> [Text]
* * *

Indien zeigt Ehrgeiz bei G20-Präsidentschaft

3. Dezember 2022

Die indische Regierung unter Narendra Modi will den G20-Vorsitz nutzen, um bei globalen Themen wie dem Klimaschutz Industrie-, Schwellen- und Entwicklungsländern gerecht zu werden.

Logo der indischen G20-Präsidentschaft - Die blaue Erde wird von einer gelb-grünen Lotosblüte umfangen
Logo der indischen G20-Präsidentschaft

Während seiner G20-Präsidentschaft, die am vergangenen Donnerstag begann, hat Indien viel vor: Es will zwischen den sich neu verhärtenden Blöcken vermitteln, die Umwelt schützen und einen nachhaltigen Lebensstil fördern, ja diesen sogar zu einer Massenbewegung machen. Beim G20-Gipfel Mitte November in Bali stellte Modi das Motto der indischen Präsidentschaft vor: "Eine Erde, eine Familie, eine Zukunft". Indien übernehme die Führung bei den G20 in einer Zeit, in der die Welt mit geopolitischen Spannungen, wirtschaftlicher Abschwächung, steigenden Lebensmittel- und Energiepreisen sowie langzeitigen schädlichen Wirkungen der Pandemie ringe, so Modi. "In einer solchen Zeit schaut die Welt mit Hoffnung auf die G20".

Indiens Premier Modi mit indonesischen Politikern auf Bali vor dem Beginn des G20-Gipfels Mitte November. Indien löst Indonesien im Vorsitz ab.Bild: Fikri Yusuf/G20 Media Center/REUTERS

Tatsächlich bringe Indien für seine auf Nachhaltigkeit gerichtete Präsidentschaft gute Voraussetzungen mit, sagt Adrian Haack, Leiter des Büros der Konrad-Adenauer-Stiftung in Neu Delhi. So etwa beim Klimawandel. "Zum einen ist Indien die fünftgrößte Volkswirtschaft der Welt, und gehört in dieser Eigenschaft auch zu den Verursachern des Klimawandels. Zum anderen ist Indien mit Blick auf seinen Entwicklungsstand und den Lebensstandard Teil des globalen Südens." Gleichzeitig habe es wie viele Länder der südlichen Hemisphäre stark mit den Folgen des Klimawandels zu kämpfen. "Es gibt kaum ein anderes Land, das derart eng mit beiden Seiten des Klimawandels verbunden ist. Darum kann Indien auch sehr gut in beide Richtungen argumentieren und damit zwischen Industrie- und sich entwickelnden Staaten vermitteln."

* * *

> [Aufgaben]
a: Beantworten Sie anhand des Artikels über Indiens G20-Präsidentschaft die folgenden Fragen:
(i) Wie lautet das Motto, das Modi für die indische Präsidentschaft vorgestellt hat?
(ii) Welches Land löst Indien im G20-Vorsitz ab?
(iii) Welche Funktion hat Adrian Haack?
b: Schreiben Sie aus dem Artikel über Indiens G20-Präsidentschaft den Abschnitt ab, der mit "Die indische Regierung" beginnt und sich bis einschließlich "gerecht zu werden." erstreckt.

* * *

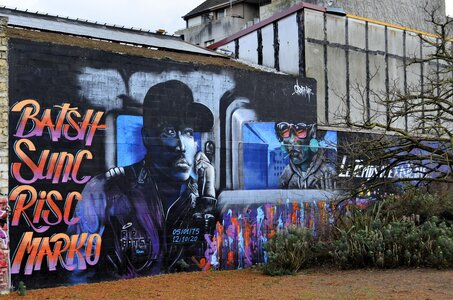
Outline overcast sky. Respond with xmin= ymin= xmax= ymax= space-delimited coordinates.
xmin=0 ymin=0 xmax=453 ymax=34
xmin=0 ymin=0 xmax=204 ymax=34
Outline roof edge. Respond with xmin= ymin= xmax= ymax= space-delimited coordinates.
xmin=206 ymin=2 xmax=326 ymax=50
xmin=182 ymin=0 xmax=246 ymax=20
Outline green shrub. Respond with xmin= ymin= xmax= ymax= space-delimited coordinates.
xmin=382 ymin=187 xmax=453 ymax=223
xmin=331 ymin=217 xmax=453 ymax=268
xmin=263 ymin=227 xmax=314 ymax=276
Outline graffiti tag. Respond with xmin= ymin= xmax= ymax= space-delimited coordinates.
xmin=292 ymin=79 xmax=314 ymax=101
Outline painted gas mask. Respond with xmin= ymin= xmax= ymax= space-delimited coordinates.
xmin=275 ymin=122 xmax=319 ymax=171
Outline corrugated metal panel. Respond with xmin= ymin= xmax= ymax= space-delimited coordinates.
xmin=0 ymin=7 xmax=222 ymax=56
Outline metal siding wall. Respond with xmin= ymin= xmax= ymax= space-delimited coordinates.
xmin=304 ymin=9 xmax=326 ymax=123
xmin=326 ymin=15 xmax=349 ymax=123
xmin=406 ymin=32 xmax=421 ymax=131
xmin=387 ymin=27 xmax=406 ymax=129
xmin=348 ymin=18 xmax=367 ymax=122
xmin=261 ymin=24 xmax=275 ymax=68
xmin=278 ymin=13 xmax=299 ymax=75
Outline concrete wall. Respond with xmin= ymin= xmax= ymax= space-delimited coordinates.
xmin=176 ymin=3 xmax=259 ymax=47
xmin=218 ymin=8 xmax=448 ymax=129
xmin=176 ymin=16 xmax=247 ymax=47
xmin=260 ymin=0 xmax=445 ymax=32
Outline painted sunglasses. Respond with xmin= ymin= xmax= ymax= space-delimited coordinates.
xmin=275 ymin=122 xmax=313 ymax=139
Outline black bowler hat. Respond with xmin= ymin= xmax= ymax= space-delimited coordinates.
xmin=143 ymin=80 xmax=214 ymax=132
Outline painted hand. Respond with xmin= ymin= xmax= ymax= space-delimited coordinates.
xmin=193 ymin=152 xmax=217 ymax=233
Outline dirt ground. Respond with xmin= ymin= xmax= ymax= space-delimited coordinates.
xmin=0 ymin=269 xmax=453 ymax=300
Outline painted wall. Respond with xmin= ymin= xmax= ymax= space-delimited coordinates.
xmin=8 ymin=38 xmax=328 ymax=288
xmin=6 ymin=34 xmax=430 ymax=288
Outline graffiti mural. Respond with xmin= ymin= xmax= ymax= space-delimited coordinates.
xmin=8 ymin=39 xmax=337 ymax=288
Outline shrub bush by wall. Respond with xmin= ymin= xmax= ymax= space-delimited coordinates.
xmin=263 ymin=190 xmax=453 ymax=275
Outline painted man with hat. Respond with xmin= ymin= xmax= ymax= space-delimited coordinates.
xmin=68 ymin=80 xmax=216 ymax=281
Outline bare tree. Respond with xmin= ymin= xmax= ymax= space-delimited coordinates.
xmin=339 ymin=7 xmax=453 ymax=197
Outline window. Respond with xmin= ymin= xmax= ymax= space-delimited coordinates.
xmin=216 ymin=9 xmax=225 ymax=20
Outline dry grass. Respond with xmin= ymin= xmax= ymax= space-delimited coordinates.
xmin=0 ymin=269 xmax=453 ymax=300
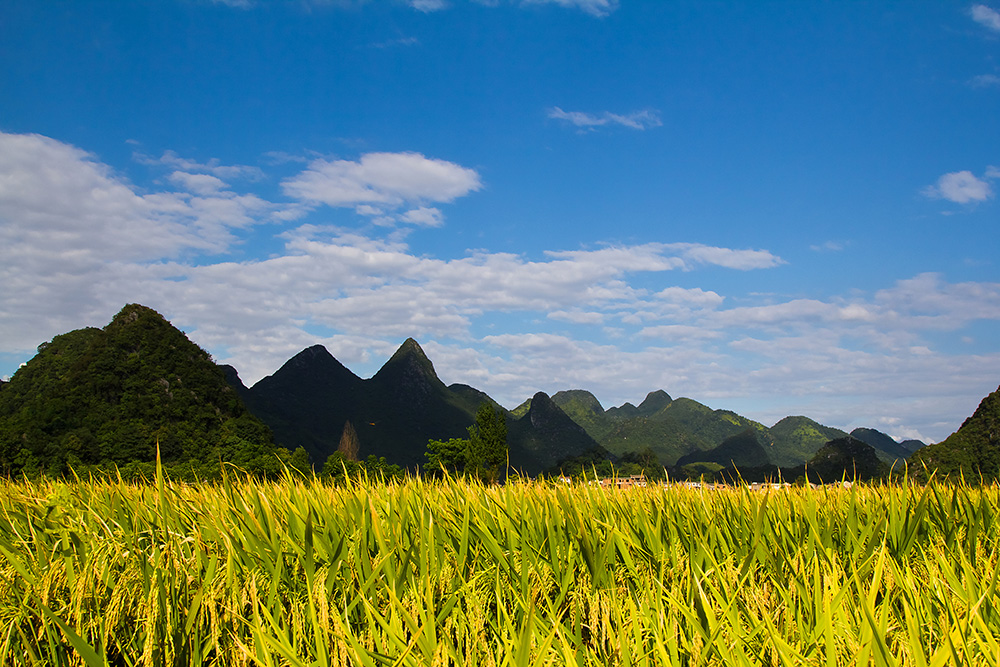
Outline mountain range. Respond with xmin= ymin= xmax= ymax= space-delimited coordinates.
xmin=227 ymin=338 xmax=922 ymax=475
xmin=9 ymin=304 xmax=1000 ymax=478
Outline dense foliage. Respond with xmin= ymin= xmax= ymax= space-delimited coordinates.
xmin=0 ymin=477 xmax=1000 ymax=667
xmin=910 ymin=388 xmax=1000 ymax=482
xmin=425 ymin=402 xmax=508 ymax=483
xmin=0 ymin=304 xmax=290 ymax=478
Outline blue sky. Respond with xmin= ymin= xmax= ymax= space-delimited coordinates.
xmin=0 ymin=0 xmax=1000 ymax=441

* * *

> [Lösungen]
a:
(i) "Eine Erde, eine Familie, eine Zukunft"
(ii) Indonesien
(iii) Er ist Leiter des Büros der Konrad-Adenauer-Stiftung in Neu Delhi.

b:
Die indische Regierung unter Narendra Modi will den G20-Vorsitz nutzen, um bei globalen Themen wie dem Klimaschutz Industrie-, Schwellen- und Entwicklungsländern gerecht zu werden.